## MATERIALS PROVIDED:
= = = = =

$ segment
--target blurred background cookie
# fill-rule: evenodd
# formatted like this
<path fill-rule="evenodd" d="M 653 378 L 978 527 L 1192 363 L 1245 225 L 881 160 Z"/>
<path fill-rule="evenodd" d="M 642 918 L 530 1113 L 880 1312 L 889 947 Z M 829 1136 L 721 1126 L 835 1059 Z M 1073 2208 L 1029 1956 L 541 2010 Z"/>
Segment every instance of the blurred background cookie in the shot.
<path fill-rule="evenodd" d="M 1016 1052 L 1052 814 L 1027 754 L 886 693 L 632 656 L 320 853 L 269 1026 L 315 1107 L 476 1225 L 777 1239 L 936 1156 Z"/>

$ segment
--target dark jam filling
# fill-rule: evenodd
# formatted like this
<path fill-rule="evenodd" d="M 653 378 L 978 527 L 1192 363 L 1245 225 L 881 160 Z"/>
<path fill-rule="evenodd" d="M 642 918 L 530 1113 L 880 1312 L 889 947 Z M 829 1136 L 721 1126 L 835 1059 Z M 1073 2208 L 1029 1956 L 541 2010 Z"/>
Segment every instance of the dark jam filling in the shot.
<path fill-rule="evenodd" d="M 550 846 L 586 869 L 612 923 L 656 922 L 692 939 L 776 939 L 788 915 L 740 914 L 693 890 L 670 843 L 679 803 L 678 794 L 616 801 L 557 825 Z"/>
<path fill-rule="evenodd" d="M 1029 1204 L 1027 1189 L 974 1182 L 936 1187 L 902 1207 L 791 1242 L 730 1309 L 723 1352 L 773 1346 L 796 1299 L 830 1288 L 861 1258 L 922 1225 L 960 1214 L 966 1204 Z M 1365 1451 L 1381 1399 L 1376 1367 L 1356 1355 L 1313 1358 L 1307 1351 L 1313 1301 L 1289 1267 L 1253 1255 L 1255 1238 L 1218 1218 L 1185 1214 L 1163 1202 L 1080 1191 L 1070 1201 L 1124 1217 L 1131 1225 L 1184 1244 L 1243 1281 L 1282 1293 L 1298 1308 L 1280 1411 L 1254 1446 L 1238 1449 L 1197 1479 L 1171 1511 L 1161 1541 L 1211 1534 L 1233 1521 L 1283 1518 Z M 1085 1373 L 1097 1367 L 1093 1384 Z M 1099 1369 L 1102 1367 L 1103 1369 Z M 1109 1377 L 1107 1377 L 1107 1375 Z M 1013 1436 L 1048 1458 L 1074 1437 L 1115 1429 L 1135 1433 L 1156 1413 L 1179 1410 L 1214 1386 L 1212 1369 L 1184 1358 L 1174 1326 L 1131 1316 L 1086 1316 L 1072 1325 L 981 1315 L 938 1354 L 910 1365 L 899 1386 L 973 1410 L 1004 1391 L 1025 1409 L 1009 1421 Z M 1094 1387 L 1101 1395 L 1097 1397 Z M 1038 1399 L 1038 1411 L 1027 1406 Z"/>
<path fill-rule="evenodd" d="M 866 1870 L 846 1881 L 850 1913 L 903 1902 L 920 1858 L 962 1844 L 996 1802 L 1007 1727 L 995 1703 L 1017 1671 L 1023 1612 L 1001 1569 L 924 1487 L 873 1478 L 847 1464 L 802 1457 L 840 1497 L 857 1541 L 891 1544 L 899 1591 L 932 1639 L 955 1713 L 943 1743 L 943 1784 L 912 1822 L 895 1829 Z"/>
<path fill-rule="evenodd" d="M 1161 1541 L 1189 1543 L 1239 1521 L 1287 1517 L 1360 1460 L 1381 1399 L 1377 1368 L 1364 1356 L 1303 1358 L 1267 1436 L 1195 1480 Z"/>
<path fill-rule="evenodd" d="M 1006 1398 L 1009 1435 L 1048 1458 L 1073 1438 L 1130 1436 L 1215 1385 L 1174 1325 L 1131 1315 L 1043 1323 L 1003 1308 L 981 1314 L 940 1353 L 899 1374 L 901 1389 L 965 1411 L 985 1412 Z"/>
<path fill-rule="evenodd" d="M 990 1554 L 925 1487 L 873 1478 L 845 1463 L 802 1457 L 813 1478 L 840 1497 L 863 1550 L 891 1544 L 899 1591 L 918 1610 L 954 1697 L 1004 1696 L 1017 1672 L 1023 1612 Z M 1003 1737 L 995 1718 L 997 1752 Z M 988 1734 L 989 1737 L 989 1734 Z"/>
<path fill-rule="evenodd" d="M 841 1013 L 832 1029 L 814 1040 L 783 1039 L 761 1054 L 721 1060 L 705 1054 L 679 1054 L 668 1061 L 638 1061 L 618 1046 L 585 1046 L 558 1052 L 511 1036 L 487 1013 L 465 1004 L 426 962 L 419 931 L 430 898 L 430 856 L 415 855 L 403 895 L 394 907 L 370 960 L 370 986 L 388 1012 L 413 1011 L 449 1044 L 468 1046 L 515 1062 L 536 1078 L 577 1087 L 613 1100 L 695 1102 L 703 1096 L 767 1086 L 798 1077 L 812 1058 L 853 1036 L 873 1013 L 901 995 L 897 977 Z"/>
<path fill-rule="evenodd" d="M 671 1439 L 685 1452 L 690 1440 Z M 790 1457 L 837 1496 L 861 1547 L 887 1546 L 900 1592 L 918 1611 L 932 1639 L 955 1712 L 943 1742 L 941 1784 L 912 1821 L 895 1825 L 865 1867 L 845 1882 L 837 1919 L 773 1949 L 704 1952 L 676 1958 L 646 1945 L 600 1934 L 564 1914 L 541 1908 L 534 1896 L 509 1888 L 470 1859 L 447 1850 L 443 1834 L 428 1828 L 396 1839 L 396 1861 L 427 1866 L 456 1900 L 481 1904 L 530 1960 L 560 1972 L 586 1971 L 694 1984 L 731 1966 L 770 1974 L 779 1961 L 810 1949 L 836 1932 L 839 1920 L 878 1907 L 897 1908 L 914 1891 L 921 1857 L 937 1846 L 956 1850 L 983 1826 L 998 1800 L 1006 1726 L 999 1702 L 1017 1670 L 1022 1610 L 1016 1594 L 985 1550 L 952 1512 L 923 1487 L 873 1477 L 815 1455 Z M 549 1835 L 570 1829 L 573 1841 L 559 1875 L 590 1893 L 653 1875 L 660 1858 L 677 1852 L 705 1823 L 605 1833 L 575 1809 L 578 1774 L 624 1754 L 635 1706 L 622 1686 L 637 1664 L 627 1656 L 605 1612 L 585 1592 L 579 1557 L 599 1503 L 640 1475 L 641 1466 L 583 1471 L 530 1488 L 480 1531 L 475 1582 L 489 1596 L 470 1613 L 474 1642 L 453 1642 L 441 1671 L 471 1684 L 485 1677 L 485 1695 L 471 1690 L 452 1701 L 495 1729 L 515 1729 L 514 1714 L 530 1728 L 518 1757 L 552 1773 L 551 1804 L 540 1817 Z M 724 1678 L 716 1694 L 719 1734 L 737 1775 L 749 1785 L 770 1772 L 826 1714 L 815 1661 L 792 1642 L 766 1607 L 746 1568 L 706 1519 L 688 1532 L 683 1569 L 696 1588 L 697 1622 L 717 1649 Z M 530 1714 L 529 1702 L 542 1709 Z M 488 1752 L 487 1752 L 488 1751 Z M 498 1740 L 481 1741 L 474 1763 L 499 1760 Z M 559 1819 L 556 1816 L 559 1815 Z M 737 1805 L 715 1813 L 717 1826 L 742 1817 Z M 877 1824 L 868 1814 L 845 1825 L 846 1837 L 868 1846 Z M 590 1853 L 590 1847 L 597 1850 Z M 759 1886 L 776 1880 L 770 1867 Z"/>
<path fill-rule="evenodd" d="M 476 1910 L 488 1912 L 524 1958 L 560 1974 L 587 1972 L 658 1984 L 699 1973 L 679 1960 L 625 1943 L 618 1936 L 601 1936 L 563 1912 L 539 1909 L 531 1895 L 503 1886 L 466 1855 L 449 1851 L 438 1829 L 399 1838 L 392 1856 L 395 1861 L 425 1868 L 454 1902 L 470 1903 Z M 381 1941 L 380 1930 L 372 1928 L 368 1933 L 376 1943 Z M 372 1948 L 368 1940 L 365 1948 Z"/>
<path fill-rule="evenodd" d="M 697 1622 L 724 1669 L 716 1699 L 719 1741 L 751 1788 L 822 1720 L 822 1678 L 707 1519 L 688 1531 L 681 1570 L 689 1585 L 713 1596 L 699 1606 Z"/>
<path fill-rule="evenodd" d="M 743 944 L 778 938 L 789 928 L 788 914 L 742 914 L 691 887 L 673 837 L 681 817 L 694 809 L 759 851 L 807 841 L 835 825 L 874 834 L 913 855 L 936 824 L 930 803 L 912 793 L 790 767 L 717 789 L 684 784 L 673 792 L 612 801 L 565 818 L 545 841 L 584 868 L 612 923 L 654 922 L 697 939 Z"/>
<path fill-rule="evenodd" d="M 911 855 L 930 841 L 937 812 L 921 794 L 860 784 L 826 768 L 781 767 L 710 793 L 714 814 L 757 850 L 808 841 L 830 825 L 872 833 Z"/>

= = = = =

## YOUR INSTRUCTIONS:
Copy each line of the data that includes the word "target".

## YOUR RESPONSE:
--target blurred background cookie
--target dark jam filling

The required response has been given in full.